** Required work **
In the records below, print each line exactly and leave every image out.

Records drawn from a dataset
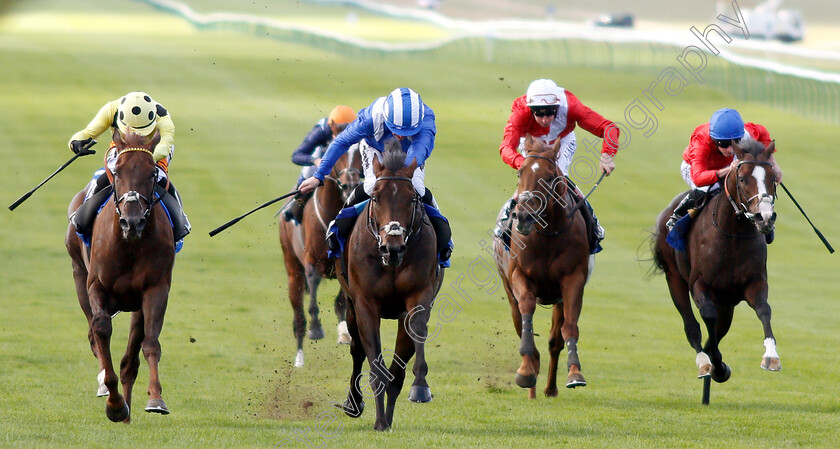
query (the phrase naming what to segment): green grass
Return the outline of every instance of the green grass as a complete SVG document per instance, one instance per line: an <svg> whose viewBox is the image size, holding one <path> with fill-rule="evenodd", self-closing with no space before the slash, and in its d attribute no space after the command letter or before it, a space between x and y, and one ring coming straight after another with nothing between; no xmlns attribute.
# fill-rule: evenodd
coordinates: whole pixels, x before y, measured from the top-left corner
<svg viewBox="0 0 840 449"><path fill-rule="evenodd" d="M97 10L126 23L136 14L151 24L172 20L135 2L90 1L81 8ZM90 17L101 25L102 16ZM677 167L688 135L722 106L736 106L770 129L786 185L840 245L834 128L735 103L696 84L663 101L658 131L650 138L635 132L617 171L592 197L607 240L580 323L589 386L527 401L513 383L518 341L502 291L464 280L467 300L450 286L471 263L489 262L482 240L515 186L515 174L498 156L510 102L532 79L552 77L618 120L658 70L645 76L504 62L349 60L235 33L153 26L130 36L97 26L31 32L2 28L8 19L0 22L4 204L70 158L68 138L105 101L142 89L175 120L171 175L194 232L177 256L161 338L164 399L172 414L140 411L148 382L142 362L133 422L125 426L110 423L104 401L93 395L97 365L62 244L67 204L101 164L107 137L95 147L100 154L68 167L14 212L0 213L0 447L271 448L296 436L300 441L287 447L799 448L833 447L838 440L838 259L787 198L777 202L768 261L784 369L758 367L763 335L755 314L741 305L722 345L732 378L712 386L709 407L700 405L694 354L664 279L645 281L649 263L639 261L648 257L645 238L654 218L684 188ZM440 328L427 347L434 400L412 404L404 390L393 431L377 434L370 401L357 420L331 407L344 399L350 373L347 347L334 344L329 299L337 283L325 282L320 292L327 337L307 341L307 365L295 369L274 210L214 238L207 232L288 191L298 174L291 152L335 104L360 108L402 85L417 90L438 117L427 185L453 223L457 247L442 292L461 309L448 322L433 314L431 325ZM548 311L538 311L540 348L549 320ZM113 350L121 354L127 316L114 321ZM394 322L383 327L384 346L391 347ZM540 388L544 382L545 373ZM327 431L338 436L328 440Z"/></svg>

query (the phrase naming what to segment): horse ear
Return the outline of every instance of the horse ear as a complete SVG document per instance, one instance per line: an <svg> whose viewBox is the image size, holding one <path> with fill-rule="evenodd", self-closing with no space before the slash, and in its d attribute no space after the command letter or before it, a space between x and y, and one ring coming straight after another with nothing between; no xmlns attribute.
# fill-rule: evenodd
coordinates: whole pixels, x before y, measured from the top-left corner
<svg viewBox="0 0 840 449"><path fill-rule="evenodd" d="M740 145L732 142L732 151L735 152L735 157L737 157L739 161L744 160L744 150L741 149Z"/></svg>
<svg viewBox="0 0 840 449"><path fill-rule="evenodd" d="M411 158L411 163L406 165L409 176L413 176L414 170L417 170L417 158Z"/></svg>
<svg viewBox="0 0 840 449"><path fill-rule="evenodd" d="M555 140L554 145L551 146L551 154L553 154L555 156L557 155L557 150L560 149L560 144L561 143L562 142L561 142L560 136L557 136L557 140Z"/></svg>
<svg viewBox="0 0 840 449"><path fill-rule="evenodd" d="M160 142L160 130L156 129L155 134L152 136L151 142L149 142L149 146L154 150L157 144Z"/></svg>
<svg viewBox="0 0 840 449"><path fill-rule="evenodd" d="M379 162L379 158L377 156L373 157L373 174L379 177L379 173L382 172L382 163Z"/></svg>
<svg viewBox="0 0 840 449"><path fill-rule="evenodd" d="M767 148L765 148L764 151L762 151L762 153L765 157L770 158L774 151L776 151L776 141L771 140L770 145L767 145Z"/></svg>
<svg viewBox="0 0 840 449"><path fill-rule="evenodd" d="M114 128L114 135L111 136L111 140L113 140L115 144L120 144L120 146L125 145L125 140L123 140L123 136L117 128Z"/></svg>

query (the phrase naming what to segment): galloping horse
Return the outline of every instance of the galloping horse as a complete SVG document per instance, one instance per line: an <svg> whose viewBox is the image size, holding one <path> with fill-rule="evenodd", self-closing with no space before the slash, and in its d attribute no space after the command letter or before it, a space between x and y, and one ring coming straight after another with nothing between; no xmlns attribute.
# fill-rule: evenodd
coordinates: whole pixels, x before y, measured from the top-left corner
<svg viewBox="0 0 840 449"><path fill-rule="evenodd" d="M403 166L406 156L396 139L385 146L382 164L373 158L376 184L370 202L336 262L339 282L349 299L347 326L353 338L353 372L344 410L354 418L364 410L360 381L367 356L367 374L376 402L376 430L391 427L405 367L415 352L415 378L408 399L432 400L426 383L424 344L432 302L444 274L437 261L434 228L411 182L417 161ZM396 319L399 324L393 361L387 370L379 334L382 318Z"/></svg>
<svg viewBox="0 0 840 449"><path fill-rule="evenodd" d="M496 267L507 292L513 325L520 337L522 364L516 384L536 397L540 353L534 344L532 319L537 304L553 305L548 349L546 396L557 396L557 359L563 345L568 350L567 388L586 386L577 353L578 318L583 288L592 270L586 223L575 210L574 194L555 163L560 139L548 147L530 135L525 139L525 162L519 168L518 202L513 211L516 230L510 247L495 239ZM590 260L592 262L590 262Z"/></svg>
<svg viewBox="0 0 840 449"><path fill-rule="evenodd" d="M172 281L175 242L172 226L156 196L156 168L152 149L160 141L137 134L125 140L114 132L117 162L114 195L105 203L93 226L90 249L67 228L65 245L73 264L79 304L88 320L88 339L104 370L108 399L105 414L111 421L131 420L131 390L140 367L140 349L149 364L147 412L168 414L158 379L163 316ZM103 174L102 176L107 176ZM84 200L81 191L70 203L74 212ZM128 347L120 361L123 394L111 361L111 317L131 312Z"/></svg>
<svg viewBox="0 0 840 449"><path fill-rule="evenodd" d="M776 353L776 339L770 327L767 304L767 243L764 234L773 230L776 213L773 203L776 184L768 158L775 148L741 141L733 144L738 158L723 181L723 192L709 201L693 219L686 250L679 252L666 241L668 221L685 195L671 201L656 221L652 236L655 268L665 273L671 299L682 315L688 343L697 352L698 377L711 376L726 382L731 371L723 363L719 344L729 331L735 306L743 300L755 310L764 327L766 352L761 367L782 368ZM708 339L701 347L700 325L691 308L691 297L706 324Z"/></svg>
<svg viewBox="0 0 840 449"><path fill-rule="evenodd" d="M362 162L358 147L351 148L333 166L330 175L324 178L324 186L315 189L314 198L306 203L300 226L282 218L280 225L280 246L283 261L289 277L289 301L294 309L293 328L297 339L295 366L303 366L303 334L306 332L306 316L303 313L303 292L309 291L309 338L324 338L321 320L318 318L318 285L321 278L335 279L334 259L327 257L327 225L341 210L350 192L359 185L362 176ZM345 313L347 300L343 292L335 298L335 315L338 317L338 342L350 343Z"/></svg>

** Completed exercise **
query (the phrase naming what to segment): green grass
Return the outline of every instance of the green grass as a complete SVG document per instance, one instance per line: an <svg> whose viewBox is the image size, holding one <path> with fill-rule="evenodd", self-closing with no space before the slash, and in its d attribute no space after the command letter or before it, a space between x and y, and one ring coming straight after another with nothing between; no xmlns attribute.
# fill-rule: evenodd
coordinates: whole pixels, x before y, measured from the top-left corner
<svg viewBox="0 0 840 449"><path fill-rule="evenodd" d="M97 10L126 23L136 14L151 24L172 20L135 2L90 1L81 8ZM90 17L101 25L102 16ZM677 167L688 135L722 106L736 106L770 129L786 185L840 245L834 128L735 103L696 84L663 101L658 131L650 138L635 132L617 171L592 197L607 240L580 323L589 386L527 401L513 383L518 341L502 291L464 280L467 300L450 286L471 263L489 262L482 240L515 186L515 174L498 156L510 102L532 79L552 77L618 120L658 70L645 76L504 62L349 60L235 33L153 26L130 36L97 26L31 32L2 28L8 19L0 22L4 204L70 158L68 138L105 101L142 89L175 120L171 175L194 232L177 256L161 338L164 399L172 414L140 411L148 382L142 362L133 422L125 426L110 423L104 401L93 395L97 365L62 244L67 204L101 164L107 137L95 147L100 154L68 167L14 212L0 213L0 447L271 448L296 436L300 441L287 447L799 448L833 447L838 440L838 259L787 198L777 202L768 261L784 369L758 367L763 335L755 314L741 305L722 345L732 378L712 386L709 407L700 405L694 354L664 279L645 281L649 263L639 261L648 257L645 238L654 218L684 188ZM440 328L427 347L434 400L412 404L404 390L393 431L377 434L370 401L357 420L331 407L344 399L350 373L347 347L334 344L329 299L337 283L325 282L320 292L327 337L307 341L307 365L295 369L274 210L214 238L207 232L288 191L298 174L291 152L335 104L360 108L402 85L417 90L438 117L427 185L453 223L457 247L442 292L461 309L448 322L433 314L431 325ZM548 311L538 311L540 348L549 320ZM113 350L121 354L127 316L114 321ZM394 322L383 327L384 346L391 347ZM540 388L544 382L545 373ZM327 431L338 436L328 440Z"/></svg>

query (the phrase naming what to segment): horse ear
Return the outline of every instance of the horse ear as a complete SVG document per instance, one instance per line: an <svg> whose viewBox is the image size, holding one <path> with fill-rule="evenodd", self-closing with no space before the slash, and in its d attribute no space after the command letter or before it, a space between x and y, and one ring coming straight after another with nothing between; no xmlns attribute.
# fill-rule: evenodd
coordinates: whole pixels, x before y, measured from the top-left corner
<svg viewBox="0 0 840 449"><path fill-rule="evenodd" d="M740 145L732 142L732 151L735 152L735 157L737 157L739 161L744 160L744 150L741 149Z"/></svg>
<svg viewBox="0 0 840 449"><path fill-rule="evenodd" d="M411 158L411 163L406 165L409 176L413 176L414 170L417 170L417 158Z"/></svg>
<svg viewBox="0 0 840 449"><path fill-rule="evenodd" d="M555 140L554 145L551 146L551 154L553 154L555 156L557 155L557 150L560 149L560 144L561 143L562 142L561 142L560 136L557 136L557 140Z"/></svg>
<svg viewBox="0 0 840 449"><path fill-rule="evenodd" d="M160 142L160 130L156 129L155 134L152 136L151 142L149 142L149 146L154 150L157 144Z"/></svg>
<svg viewBox="0 0 840 449"><path fill-rule="evenodd" d="M379 162L379 158L377 156L373 157L373 174L379 177L379 173L382 172L382 163Z"/></svg>
<svg viewBox="0 0 840 449"><path fill-rule="evenodd" d="M767 148L765 148L764 151L762 151L762 153L765 157L770 158L774 151L776 151L776 141L771 140L770 145L767 145Z"/></svg>
<svg viewBox="0 0 840 449"><path fill-rule="evenodd" d="M114 128L114 135L111 136L111 140L113 140L115 144L120 144L120 146L125 145L125 140L123 140L123 136L117 128Z"/></svg>

query (the phrase naming what to segment): galloping horse
Return the outline of every instance of the galloping horse as a complete SVG document per instance, one instance per line: an <svg> whose viewBox is the image size, holding one <path> with fill-rule="evenodd", self-closing with no space before the slash, and in its d attribute no space after the command letter or before it, a space between x and y, and one ring coming straight after another with nothing between; no xmlns attribute.
# fill-rule: evenodd
coordinates: whole pixels, x before y, measured from the top-left corner
<svg viewBox="0 0 840 449"><path fill-rule="evenodd" d="M403 166L406 156L396 139L385 146L382 164L373 158L376 184L370 202L336 262L339 282L349 299L347 326L353 338L353 372L344 410L354 418L364 410L360 381L367 356L367 374L376 402L376 430L391 427L405 367L415 352L415 378L408 399L432 400L426 383L424 344L432 302L444 274L437 261L434 228L411 182L417 161ZM396 319L399 324L393 361L387 370L379 334L382 318Z"/></svg>
<svg viewBox="0 0 840 449"><path fill-rule="evenodd" d="M496 267L507 292L513 325L520 337L522 364L516 384L536 397L540 353L534 344L532 319L537 304L553 305L548 349L546 396L557 396L557 359L563 345L568 350L567 388L586 386L577 353L578 318L583 288L592 270L586 223L575 210L574 194L555 163L560 139L548 147L530 135L525 139L525 162L519 168L518 202L513 211L516 230L510 247L495 239ZM590 260L592 262L590 262Z"/></svg>
<svg viewBox="0 0 840 449"><path fill-rule="evenodd" d="M172 281L175 242L172 226L156 196L156 168L152 149L160 141L137 134L125 140L114 132L117 162L114 195L105 203L93 226L90 249L67 228L65 245L73 264L79 304L88 320L88 339L104 370L108 399L105 414L111 421L131 420L131 390L140 367L140 349L149 364L147 412L168 414L158 379L163 316ZM103 174L102 176L107 176ZM84 200L81 191L70 203L74 212ZM128 347L120 361L123 394L111 361L111 317L131 312Z"/></svg>
<svg viewBox="0 0 840 449"><path fill-rule="evenodd" d="M776 353L776 339L770 327L767 304L767 243L764 234L773 230L776 213L773 203L776 184L768 158L775 148L741 141L733 144L738 158L723 181L723 192L709 201L693 219L686 250L679 252L666 241L668 221L685 195L671 201L656 221L652 236L655 268L665 273L671 299L682 315L688 343L697 352L698 377L711 376L726 382L731 371L723 363L719 344L729 331L735 306L743 300L755 310L764 327L766 352L761 367L782 368ZM708 339L701 347L700 325L691 308L691 297L706 324Z"/></svg>
<svg viewBox="0 0 840 449"><path fill-rule="evenodd" d="M362 162L358 147L351 148L333 166L330 175L324 178L324 186L315 189L314 198L306 203L300 226L282 218L280 225L280 246L283 261L289 277L289 301L294 309L293 328L297 339L295 366L303 366L303 334L306 332L306 316L303 313L303 292L309 291L309 338L324 338L321 320L318 318L318 285L321 278L335 279L334 259L327 257L327 225L341 210L350 192L359 185L362 176ZM345 313L347 300L343 292L335 298L335 315L338 317L338 342L350 343Z"/></svg>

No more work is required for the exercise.